__Task description__: Extract, exactly as written, all lines of the material below from the line that includes "For the benchmark, annotate every instance of the wooden post" through its last line.

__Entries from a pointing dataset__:
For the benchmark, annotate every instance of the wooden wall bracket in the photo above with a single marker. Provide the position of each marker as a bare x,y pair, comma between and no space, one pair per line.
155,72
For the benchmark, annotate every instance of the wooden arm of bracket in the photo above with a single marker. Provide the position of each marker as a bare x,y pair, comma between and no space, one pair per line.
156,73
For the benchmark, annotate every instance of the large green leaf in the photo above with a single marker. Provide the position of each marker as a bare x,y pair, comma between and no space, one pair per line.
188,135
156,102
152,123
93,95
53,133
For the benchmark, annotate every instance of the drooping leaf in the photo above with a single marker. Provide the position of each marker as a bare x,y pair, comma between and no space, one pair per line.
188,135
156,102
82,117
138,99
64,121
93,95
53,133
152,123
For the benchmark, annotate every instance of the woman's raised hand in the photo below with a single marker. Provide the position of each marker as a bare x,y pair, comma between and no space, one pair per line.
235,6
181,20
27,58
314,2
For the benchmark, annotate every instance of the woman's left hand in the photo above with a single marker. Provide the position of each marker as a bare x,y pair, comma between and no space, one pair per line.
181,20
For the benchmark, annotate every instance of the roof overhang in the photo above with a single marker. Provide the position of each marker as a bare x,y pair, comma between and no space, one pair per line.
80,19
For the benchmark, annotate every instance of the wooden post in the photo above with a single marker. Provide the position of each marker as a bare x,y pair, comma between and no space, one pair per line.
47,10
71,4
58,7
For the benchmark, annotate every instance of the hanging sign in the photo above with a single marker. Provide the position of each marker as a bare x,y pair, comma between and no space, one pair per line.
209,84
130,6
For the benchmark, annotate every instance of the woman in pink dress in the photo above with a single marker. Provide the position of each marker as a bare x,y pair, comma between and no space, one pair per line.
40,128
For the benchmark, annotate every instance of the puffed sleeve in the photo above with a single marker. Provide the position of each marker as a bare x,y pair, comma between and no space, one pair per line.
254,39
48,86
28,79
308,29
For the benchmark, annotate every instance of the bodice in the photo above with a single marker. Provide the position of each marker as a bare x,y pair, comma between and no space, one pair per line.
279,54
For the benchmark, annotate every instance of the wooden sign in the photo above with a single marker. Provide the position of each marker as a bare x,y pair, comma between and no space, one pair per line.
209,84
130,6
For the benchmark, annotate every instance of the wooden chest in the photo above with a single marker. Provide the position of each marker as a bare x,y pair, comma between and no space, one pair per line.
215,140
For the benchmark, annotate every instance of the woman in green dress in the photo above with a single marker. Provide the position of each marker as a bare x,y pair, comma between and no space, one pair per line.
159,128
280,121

__Exercise solution__:
For the benchmark, annotate every instance of the wooden post in the photo above with a single marker. Provide the position of each marker as a bare x,y pair, comma between and no space, one pair per line.
47,10
71,4
58,7
For the benchmark, annotate every instance of the hanging sign in the photo above with a single marker. Provide the position of each marker as a bare x,y pair, comma between and no space, one pair per line.
209,84
130,6
For the benchmark, annotate every instance of the woman in pink dress in the photo above with a single marker. Provide the position of each marker as a bare x,y pair, comma between and no space, one pair per line.
40,128
For the benchmark, annotate every instance of the puffed sleeve in the photo above with a single marker. Provide the position of each marker as a bare x,y pair, comma between and no space, one pair per line.
254,39
48,86
28,79
308,29
For the benchmark, annotate every instance of the bodice in the photo above with a single marker. Provide the position of each marker as a bare x,y pair, comma between and no space, one pair per line.
279,54
For the benchmark, annotate every instance of the wooden sign in the photo above with a single marker. Provide the position of each marker as a bare x,y pair, comma between and no space, one pair per line.
209,84
130,6
For the benchmark, annotate every instance of the wooden chest in the photo above with a single marker. Provide the position of each marker as a bare x,y pair, comma between and no space, one pair per line.
215,140
For the benchmark, annotate every instance of the woman in green dress in the photo above with a single marker. Provide the position of each marker as a bare x,y pair, comma between and no space, one pair per line.
159,128
280,121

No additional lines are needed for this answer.